DESCRIPTION OF THE TASK -
Can you render the lines below as a numbered list, leaving out any blank lines?

Records from a collection -
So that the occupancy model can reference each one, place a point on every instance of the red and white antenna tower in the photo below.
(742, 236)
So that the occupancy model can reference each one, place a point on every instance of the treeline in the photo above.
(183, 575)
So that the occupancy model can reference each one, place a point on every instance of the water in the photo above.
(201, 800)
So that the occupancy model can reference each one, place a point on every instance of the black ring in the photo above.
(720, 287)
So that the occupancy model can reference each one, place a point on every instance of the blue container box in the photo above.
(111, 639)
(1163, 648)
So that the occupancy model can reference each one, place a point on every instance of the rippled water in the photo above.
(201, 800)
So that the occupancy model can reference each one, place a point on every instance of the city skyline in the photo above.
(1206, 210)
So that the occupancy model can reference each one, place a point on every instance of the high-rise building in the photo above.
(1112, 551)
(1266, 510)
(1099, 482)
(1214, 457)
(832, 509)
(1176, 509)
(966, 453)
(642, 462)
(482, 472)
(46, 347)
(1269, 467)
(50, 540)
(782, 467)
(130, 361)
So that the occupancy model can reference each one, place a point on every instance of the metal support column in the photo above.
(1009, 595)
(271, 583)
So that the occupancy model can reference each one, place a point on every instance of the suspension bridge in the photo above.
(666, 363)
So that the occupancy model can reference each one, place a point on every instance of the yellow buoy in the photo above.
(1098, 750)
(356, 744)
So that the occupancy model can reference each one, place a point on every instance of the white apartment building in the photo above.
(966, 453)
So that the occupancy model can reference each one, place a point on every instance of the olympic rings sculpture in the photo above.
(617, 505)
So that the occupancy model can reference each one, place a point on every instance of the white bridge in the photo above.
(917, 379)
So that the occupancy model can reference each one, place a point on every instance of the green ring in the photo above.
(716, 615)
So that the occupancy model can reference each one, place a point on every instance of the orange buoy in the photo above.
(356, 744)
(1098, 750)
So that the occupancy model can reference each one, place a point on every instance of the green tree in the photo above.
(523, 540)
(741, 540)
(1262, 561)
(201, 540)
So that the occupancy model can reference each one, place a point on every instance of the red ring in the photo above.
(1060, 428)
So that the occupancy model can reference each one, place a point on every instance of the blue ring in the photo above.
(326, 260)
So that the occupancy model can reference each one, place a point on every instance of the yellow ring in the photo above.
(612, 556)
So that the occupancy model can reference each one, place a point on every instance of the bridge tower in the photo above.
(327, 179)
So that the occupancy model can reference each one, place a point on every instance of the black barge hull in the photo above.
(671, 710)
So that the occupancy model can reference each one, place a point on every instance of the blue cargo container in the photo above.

RESULT BELOW -
1. So that the occupancy model can reference each one, place a point on every instance of the red and white antenna tower in the photo below.
2. (742, 236)
3. So that the occupancy model can reference each one, place a point on every instance of the treeline in the photo above.
4. (183, 575)
5. So that the occupancy model can reference each one, place a point on every instance of the water in the photo above.
6. (201, 800)
7. So that the occupancy model can reference each one, place a point on every instance of the black ring in the photo above.
8. (720, 287)
9. So that the occupancy model can reference each one, place a point on every instance of the blue container box in the photo above.
10. (111, 639)
11. (1163, 648)
12. So that the occupancy model can reference each one, place a point on every instance of the rippled water in the photo above.
13. (201, 800)
14. So that the occupancy model can reference each one, place a point on every instance of the city skyline in the photo above.
15. (1206, 210)
16. So that the occupancy model can reference each one, place a point on every instance of the high-rise building in the photo above.
17. (1112, 551)
18. (1266, 510)
19. (1099, 482)
20. (1214, 457)
21. (832, 509)
22. (1176, 509)
23. (966, 453)
24. (642, 462)
25. (482, 472)
26. (46, 347)
27. (1269, 467)
28. (50, 540)
29. (782, 467)
30. (130, 361)
31. So that the occupancy model can reference each one, place a point on every instance of the metal support column in the photo above.
32. (1009, 595)
33. (271, 583)
34. So that the occupancy model can reference each one, place a point on every instance of the suspension bridge in the photo above.
35. (666, 363)
36. So that the occupancy model can reference each one, place a point on every instance of the yellow buoy in the photo above.
37. (1098, 750)
38. (356, 744)
39. So that the occupancy model can reference each one, place a point on every instance of the white apartment building in the photo above.
40. (966, 453)
41. So that the occupancy model can reference each one, place a point on every instance of the olympic rings sculpture in the photo above.
42. (617, 505)
43. So that the occupancy model can reference each one, place a point on every instance of the white bridge in the photo above.
44. (917, 379)
45. So that the occupancy model can reference each one, place a point on every instance of the green ring in the photo above.
46. (716, 615)
47. So that the occupancy model can reference each one, place a point on every instance of the orange buoy in the photo above.
48. (356, 744)
49. (1098, 750)
50. So that the occupancy model can reference each one, place a point on every instance of the green tree in the photo above.
51. (523, 540)
52. (741, 540)
53. (1262, 561)
54. (201, 540)
55. So that the occupancy model can reference each one, place a point on every instance of the red ring in the photo above.
56. (1060, 428)
57. So that the occupancy model can reference each one, place a point on every instance of the blue ring in the photo above.
58. (326, 260)
59. So that the occupancy model can reference each one, place a point on every instance of the yellow ring in the photo above.
60. (612, 556)
61. So that the occupancy model can reference each one, place a point on every instance of the bridge tower in the photo above.
62. (327, 179)
63. So that the occupancy model can reference each one, place a point on every instance of the black barge hull in the photo above.
64. (671, 710)
65. So that the occupancy model can reference each one, place a point on every instance of the blue cargo container in the photo above.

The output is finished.